BEGIN
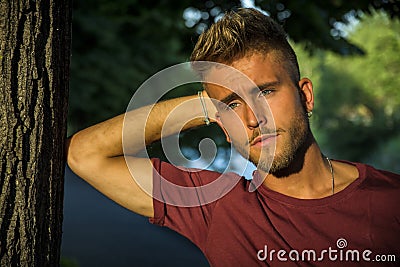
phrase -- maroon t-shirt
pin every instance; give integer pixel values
(358, 226)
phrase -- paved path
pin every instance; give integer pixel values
(97, 232)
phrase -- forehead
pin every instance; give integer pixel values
(243, 74)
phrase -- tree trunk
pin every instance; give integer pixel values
(35, 39)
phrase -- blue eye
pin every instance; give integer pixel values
(265, 92)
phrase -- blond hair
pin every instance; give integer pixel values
(242, 32)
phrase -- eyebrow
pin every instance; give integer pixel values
END
■ Your assignment ■
Work out how many lines of the records contain the string "phrase". Nothing but the number should be written.

■ Response area ■
7